Activity: Exact output of all the records is required.

--------------------------------------------------

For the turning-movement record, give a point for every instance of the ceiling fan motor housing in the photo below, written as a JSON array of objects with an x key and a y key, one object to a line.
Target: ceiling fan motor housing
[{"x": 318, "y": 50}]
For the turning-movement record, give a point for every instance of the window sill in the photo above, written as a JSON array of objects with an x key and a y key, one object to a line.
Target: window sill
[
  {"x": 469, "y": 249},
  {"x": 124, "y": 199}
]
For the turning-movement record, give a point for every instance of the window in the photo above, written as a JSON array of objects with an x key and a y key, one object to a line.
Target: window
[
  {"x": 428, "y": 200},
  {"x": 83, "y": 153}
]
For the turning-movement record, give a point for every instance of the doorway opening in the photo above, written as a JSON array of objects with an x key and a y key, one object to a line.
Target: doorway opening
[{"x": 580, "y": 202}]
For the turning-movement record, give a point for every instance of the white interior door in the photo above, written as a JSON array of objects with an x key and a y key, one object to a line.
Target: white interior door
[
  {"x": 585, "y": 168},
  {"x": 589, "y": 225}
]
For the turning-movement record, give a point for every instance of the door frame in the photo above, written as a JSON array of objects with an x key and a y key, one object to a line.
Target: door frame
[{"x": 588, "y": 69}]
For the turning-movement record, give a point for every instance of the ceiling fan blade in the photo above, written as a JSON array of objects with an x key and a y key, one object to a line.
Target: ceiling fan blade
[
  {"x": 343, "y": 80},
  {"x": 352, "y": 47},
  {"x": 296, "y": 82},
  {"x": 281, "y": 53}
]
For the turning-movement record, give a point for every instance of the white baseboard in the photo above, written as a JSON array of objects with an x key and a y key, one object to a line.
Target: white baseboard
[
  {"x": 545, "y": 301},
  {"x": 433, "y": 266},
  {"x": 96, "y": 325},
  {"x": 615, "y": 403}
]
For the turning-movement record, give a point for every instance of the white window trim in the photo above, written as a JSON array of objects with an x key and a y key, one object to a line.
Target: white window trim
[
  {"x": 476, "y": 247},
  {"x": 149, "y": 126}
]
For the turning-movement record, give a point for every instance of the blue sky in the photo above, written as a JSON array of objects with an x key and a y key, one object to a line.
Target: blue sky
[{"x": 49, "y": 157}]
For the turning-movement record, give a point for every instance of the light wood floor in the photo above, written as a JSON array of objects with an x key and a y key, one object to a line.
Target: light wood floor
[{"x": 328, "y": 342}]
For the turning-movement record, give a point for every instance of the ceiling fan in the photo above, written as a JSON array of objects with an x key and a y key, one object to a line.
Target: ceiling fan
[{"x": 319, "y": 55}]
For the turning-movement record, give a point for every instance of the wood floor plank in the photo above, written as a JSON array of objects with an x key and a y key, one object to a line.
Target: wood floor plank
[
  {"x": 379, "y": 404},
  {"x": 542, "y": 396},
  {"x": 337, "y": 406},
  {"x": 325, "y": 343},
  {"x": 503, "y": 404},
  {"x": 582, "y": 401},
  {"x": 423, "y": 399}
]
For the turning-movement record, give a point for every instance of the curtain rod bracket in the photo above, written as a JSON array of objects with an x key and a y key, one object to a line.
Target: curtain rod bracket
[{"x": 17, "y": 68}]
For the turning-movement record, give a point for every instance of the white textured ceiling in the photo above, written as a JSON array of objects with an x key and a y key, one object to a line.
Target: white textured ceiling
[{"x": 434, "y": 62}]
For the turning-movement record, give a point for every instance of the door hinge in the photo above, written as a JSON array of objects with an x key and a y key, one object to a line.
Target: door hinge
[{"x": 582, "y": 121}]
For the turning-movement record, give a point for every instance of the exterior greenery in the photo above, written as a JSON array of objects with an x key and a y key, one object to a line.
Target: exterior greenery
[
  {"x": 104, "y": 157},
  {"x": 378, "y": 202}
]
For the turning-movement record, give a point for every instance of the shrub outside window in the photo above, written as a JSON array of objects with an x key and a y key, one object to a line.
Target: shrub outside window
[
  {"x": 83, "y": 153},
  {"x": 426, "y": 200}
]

--------------------------------------------------

Worked solution:
For the turning-movement record, give a point for every instance of the ceiling fan motor housing in the photo below, written as a JSON array of objects with an x key and a y key, one object to a line.
Target: ceiling fan motor housing
[{"x": 318, "y": 50}]
For the turning-movement record, give a point for every instance of the window sill in the photo above, written as a JSON array of objects with an x key and a y key, one object to a line.
Target: window sill
[
  {"x": 469, "y": 249},
  {"x": 124, "y": 199}
]
For the turning-movement record, give a point for every instance of the window in the photo above, written as a JSON array of objects with an x key and a y key, one object to a line.
Target: window
[
  {"x": 428, "y": 200},
  {"x": 83, "y": 153}
]
For the turning-movement record, give a point for every instance of the doorway opening in the photo above, written as a JSON array of objects with an x key and a y key, one object to a line.
Target: doorway opening
[{"x": 580, "y": 202}]
For the turning-movement record, give a point for every instance of the white interior door in the photo above, written as a JSON array of objects with an x key and a y key, one object to a line.
Target: white interior door
[
  {"x": 585, "y": 168},
  {"x": 589, "y": 225}
]
For the turning-movement record, give a point for every instance of the door frame in the photo above, written as a JSON array of objects with an x key and a y key, one object to a line.
Target: door frame
[{"x": 588, "y": 69}]
For the turning-movement record, give a point for every instance of the ceiling fan blade in the photo above, written as a JSON array of objects with an x key and a y key, one object to a line.
Target: ceiling fan blade
[
  {"x": 343, "y": 80},
  {"x": 352, "y": 47},
  {"x": 296, "y": 82},
  {"x": 281, "y": 53}
]
For the turning-movement record, give a point for every instance of the white baseboard in the photo above, written as a JSON array of objects with an x key and a y key, one object to a line.
Target: white baseboard
[
  {"x": 545, "y": 301},
  {"x": 433, "y": 266},
  {"x": 96, "y": 325},
  {"x": 615, "y": 403}
]
For the turning-movement record, give a point for every instance of the white window trim in the photo above, written as a JSON array of objects with an x key and a y key, one object to a line.
Target: white window trim
[
  {"x": 476, "y": 247},
  {"x": 149, "y": 126}
]
For the turning-movement record, give a point for every instance of the blue sky in the photo above, written as a JSON array of objects with an x key and a y key, one object to a line.
Target: blue sky
[{"x": 49, "y": 157}]
For the turning-movement record, give a point for every instance of the light wood floor in the photo above, written as a JSON array of objects with an x key and a y key, one object to a line.
Target: light wood floor
[{"x": 328, "y": 342}]
For the turning-movement record, give a point for every instance of the ceiling fan in the photo above, written as a JSON array of objects with an x key and a y key, one object to a line.
Target: ceiling fan
[{"x": 319, "y": 55}]
For the turning-movement record, give a point for every instance of the wood floor plank in the photo above, written as a JSON array of objects with an x key and a y key, one object to a line.
Target: wood floor plank
[
  {"x": 379, "y": 404},
  {"x": 542, "y": 396},
  {"x": 337, "y": 406},
  {"x": 325, "y": 343},
  {"x": 503, "y": 404},
  {"x": 582, "y": 401},
  {"x": 423, "y": 399}
]
For the turning-movement record, give a point for every instance of the curtain rod bracket in the photo above, written as a JSON array of objects with an x key and a y key, one object to a line.
Target: curtain rod bracket
[{"x": 17, "y": 68}]
For the turning-movement record, give a point for every instance of the white textured ceiling in the photo above, written as a JSON array of objects with an x key and a y key, one object to a line.
Target: white textured ceiling
[{"x": 434, "y": 62}]
For the turning-movement record, give a point for every instance of the door hinge in the photo above, written as a JSON array of objects with an x key and a y key, one object to a line.
Target: door hinge
[{"x": 582, "y": 121}]
For the turning-movement record, give a point for every instance of the exterior greenery in the photo above, written as a JSON array of objects with an x key and a y key, one object to a line.
Target: exterior greenery
[
  {"x": 104, "y": 157},
  {"x": 378, "y": 202}
]
For the turning-movement record, give a point for every instance of the shrub outside window in the photo above, written as a JSON array of objects with an x key and a y key, one object to a line.
Target: shrub outside window
[
  {"x": 83, "y": 153},
  {"x": 426, "y": 200}
]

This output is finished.